_What you need to do:_ Print all the data, keeping every line exactly as it is.

*** Data for processing

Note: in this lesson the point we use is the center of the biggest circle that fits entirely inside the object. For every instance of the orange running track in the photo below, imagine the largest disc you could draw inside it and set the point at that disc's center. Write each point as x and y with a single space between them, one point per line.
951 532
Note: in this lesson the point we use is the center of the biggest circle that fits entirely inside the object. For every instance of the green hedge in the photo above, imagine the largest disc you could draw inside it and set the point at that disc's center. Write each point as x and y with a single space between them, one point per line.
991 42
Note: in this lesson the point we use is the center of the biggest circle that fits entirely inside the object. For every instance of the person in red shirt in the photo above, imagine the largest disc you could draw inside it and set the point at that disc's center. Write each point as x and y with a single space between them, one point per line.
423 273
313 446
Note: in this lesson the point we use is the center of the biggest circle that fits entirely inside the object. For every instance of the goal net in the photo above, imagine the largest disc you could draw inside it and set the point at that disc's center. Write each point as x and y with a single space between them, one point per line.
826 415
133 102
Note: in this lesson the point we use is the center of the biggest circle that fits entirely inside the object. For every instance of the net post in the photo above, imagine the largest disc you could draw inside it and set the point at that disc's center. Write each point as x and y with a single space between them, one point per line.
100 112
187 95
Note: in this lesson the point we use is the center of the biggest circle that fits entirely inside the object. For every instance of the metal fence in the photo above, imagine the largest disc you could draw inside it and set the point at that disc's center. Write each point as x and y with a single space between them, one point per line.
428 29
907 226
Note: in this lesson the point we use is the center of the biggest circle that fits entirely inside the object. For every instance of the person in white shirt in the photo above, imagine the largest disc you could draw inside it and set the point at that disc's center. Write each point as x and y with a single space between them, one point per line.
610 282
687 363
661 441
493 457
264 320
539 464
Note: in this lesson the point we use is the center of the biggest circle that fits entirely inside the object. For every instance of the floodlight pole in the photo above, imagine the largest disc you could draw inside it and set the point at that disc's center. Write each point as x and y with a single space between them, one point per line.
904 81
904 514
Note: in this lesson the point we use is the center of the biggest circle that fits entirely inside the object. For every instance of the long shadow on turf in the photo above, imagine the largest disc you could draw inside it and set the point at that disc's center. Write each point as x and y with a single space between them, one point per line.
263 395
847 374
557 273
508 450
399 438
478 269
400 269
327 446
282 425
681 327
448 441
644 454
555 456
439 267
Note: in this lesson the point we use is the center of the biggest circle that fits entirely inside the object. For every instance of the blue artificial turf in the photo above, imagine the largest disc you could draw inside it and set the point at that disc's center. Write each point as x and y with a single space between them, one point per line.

******

_The response:_
Note: in this lesson the point we use is the center of the biggest circle that fits entirely inside the object. For every instance of the orange running track in the photo below, imagine the largest disc you could draw inside it and set the point at that disc's center. Write each point as x and y with a single space between them, one point per line.
951 532
Note: in this lesson the point we use is the center of the biggest circle that fits entirely inside the object. For every instance of the green hedge in the photo above, imagine the largest disc you could draw inside it and set the point at that disc's center. Write each point as x and y with a single space between them, one point per line.
991 42
Note: in this lesson the point we use is the center of the biggest circle that fits entirely inside the object. For every instance of the person in red shirt in the photo above, imagine the largest disc you could draw inside it and set the point at that disc's center. Write each point as x and y with a single space between them, one point per line.
423 273
313 446
Note: in this lesson the point we use is the center of the biggest circle that fits entirely inside the object. For every instance of the goal net in the photo above, imagine the largest disc you could draw inside it and set the point at that disc's center. Write each point as x and y with a single space between them, one point per line.
826 415
133 102
Note: in this lesson the point we use is the center of the biggest circle that fits entirely inside the object. For every instance of the net post in the photo above, imagine the largest disc you could draw inside it and set the point at that disc's center. Write each point as x and y with a single space between them, one point per line.
100 112
187 95
Note: in this lesson the point we use is the center of the biggest circle that fits entirely inside the object. For every instance of the metal fence in the photo above, imagine the largest disc you could draw inside it and set the point at that disc's center. Write each point as x and y with a single space between them, one point per line.
428 29
907 226
Note: in this lesson the point we use is the center of the biggest circle that fits entirely inside the object. For every instance of the person in white shirt in the photo above, imagine the largest disc you could draw inside it and set the point at that disc's center. Write each point as x and y with a single space between them, one point per line.
610 282
687 363
661 441
493 457
264 320
539 464
Note: in this lesson the point we use is the center of the biggest circle that fits entirely inside the object. For every instance of the floodlight pole in the photo above, imagine the largest disc you could draw inside it and set the point at that disc's center. Write each point as x and y with a single space between them, one point per line.
904 81
904 514
Note: in this lesson the point we use is the center of the biggest circle that fits entirely inside the object. For every instance of the long shadow on turf in the photo above, imagine the largest disc you could draw inside it and set the point at that disc's center. Write each point as x and y with a single space between them, one point per line.
263 395
847 374
557 273
508 450
399 438
478 269
400 269
327 446
282 425
681 327
448 441
644 454
555 456
439 267
Note: in this lesson the point we use is the center of the biggest circle that fits entirely inside the object. For every instance of the blue artificial turf in the photo above, imagine the largest disc you could draw inside it and set the point at that disc's center. Write each point as x and y with a single space between them, one point per line.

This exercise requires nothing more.